(Image items on named regions)

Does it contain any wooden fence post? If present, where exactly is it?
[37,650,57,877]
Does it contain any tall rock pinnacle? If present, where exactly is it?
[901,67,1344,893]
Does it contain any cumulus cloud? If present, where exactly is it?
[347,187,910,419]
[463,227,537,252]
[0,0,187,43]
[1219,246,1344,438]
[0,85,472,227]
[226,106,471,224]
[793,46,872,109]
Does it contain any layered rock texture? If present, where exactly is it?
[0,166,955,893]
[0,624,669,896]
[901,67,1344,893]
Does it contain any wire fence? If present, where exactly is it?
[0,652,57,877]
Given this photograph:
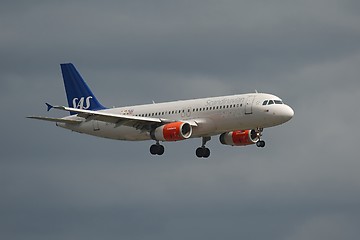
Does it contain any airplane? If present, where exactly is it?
[27,63,294,158]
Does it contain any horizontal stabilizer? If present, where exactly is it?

**PROBLEM**: Rewrite every line of the items above, requests included, scaling each bounding-box coordinate in the answers by 0.9 and rounding to the nearest whole number, with halves rounded up. Omit the pictures from your output.

**SOLVED PROBLEM**:
Does it contain any wooden fence post? If present, where exactly is it?
[33,585,51,789]
Does it contain any tall rock pinnacle? If present, where exactly is it?
[811,60,1210,804]
Does it contain any cumulus cloud? If present, where exactly is it?
[312,168,819,377]
[417,204,483,227]
[0,0,168,39]
[1097,221,1210,394]
[0,77,425,204]
[203,95,424,202]
[714,41,785,98]
Does it contain any layered rock texture? If present, where exactly is it?
[0,149,860,804]
[0,562,602,806]
[811,60,1210,804]
Does it contain any wire fence? If present, where exactly is it?
[0,587,51,789]
Given this photograph:
Does it contain any airplane? If present, where exactly is it?
[24,57,265,142]
Does it contain any horizontal stabilizer? If present, where exactly is it?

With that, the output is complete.